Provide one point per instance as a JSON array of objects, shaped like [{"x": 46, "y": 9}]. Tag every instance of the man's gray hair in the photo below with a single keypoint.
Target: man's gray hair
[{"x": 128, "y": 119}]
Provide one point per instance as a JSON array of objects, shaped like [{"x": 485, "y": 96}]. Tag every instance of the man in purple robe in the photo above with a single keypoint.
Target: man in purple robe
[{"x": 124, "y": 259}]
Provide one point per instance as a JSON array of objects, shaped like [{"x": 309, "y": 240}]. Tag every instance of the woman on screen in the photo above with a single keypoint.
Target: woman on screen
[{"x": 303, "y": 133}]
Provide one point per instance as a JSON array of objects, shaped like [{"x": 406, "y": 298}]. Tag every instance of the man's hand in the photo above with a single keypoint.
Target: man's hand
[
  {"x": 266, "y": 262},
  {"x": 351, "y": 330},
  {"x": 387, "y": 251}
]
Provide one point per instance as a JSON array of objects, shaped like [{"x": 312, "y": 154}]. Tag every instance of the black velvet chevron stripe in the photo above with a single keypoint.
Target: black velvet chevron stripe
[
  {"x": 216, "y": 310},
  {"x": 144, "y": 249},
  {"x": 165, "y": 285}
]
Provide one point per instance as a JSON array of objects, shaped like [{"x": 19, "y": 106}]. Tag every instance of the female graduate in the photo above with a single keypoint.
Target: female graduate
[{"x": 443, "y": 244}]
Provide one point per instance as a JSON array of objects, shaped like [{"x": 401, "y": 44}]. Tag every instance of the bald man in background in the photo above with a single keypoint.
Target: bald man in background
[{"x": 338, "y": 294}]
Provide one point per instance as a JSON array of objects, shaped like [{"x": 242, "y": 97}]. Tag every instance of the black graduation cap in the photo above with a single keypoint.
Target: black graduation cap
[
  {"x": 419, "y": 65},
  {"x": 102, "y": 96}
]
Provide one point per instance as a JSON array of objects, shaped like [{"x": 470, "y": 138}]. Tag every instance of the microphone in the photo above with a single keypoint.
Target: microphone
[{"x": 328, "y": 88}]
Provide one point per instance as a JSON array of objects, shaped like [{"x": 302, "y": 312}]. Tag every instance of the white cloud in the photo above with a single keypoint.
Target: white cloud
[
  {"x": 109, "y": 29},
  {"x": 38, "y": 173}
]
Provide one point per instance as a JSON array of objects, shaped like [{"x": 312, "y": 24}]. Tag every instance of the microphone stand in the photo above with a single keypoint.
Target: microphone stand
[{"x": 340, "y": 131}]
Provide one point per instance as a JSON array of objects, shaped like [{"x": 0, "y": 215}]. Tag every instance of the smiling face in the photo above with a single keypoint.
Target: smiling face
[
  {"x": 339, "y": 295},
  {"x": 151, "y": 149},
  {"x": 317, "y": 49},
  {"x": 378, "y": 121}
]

****

▶ WRITTEN REQUEST:
Reproduce the data from the line with "the microphone stand" through the end, changing "smiling face" to "laughing face" wherever it occurs and leaving everything else as it is.

▶ ANSWER TO THE TASK:
Provide one point per instance as a JSON array of objects, shaped like [{"x": 312, "y": 24}]. Tag every instance of the microphone stand in the photo above with a single keypoint.
Target: microphone stand
[{"x": 340, "y": 131}]
Provide one point per instance as a JSON array of objects, shaped like [{"x": 0, "y": 215}]. Tag every instance of the laughing face in the photo above with a single keypoint.
Target: laughing face
[
  {"x": 339, "y": 295},
  {"x": 151, "y": 149},
  {"x": 317, "y": 49},
  {"x": 378, "y": 121}
]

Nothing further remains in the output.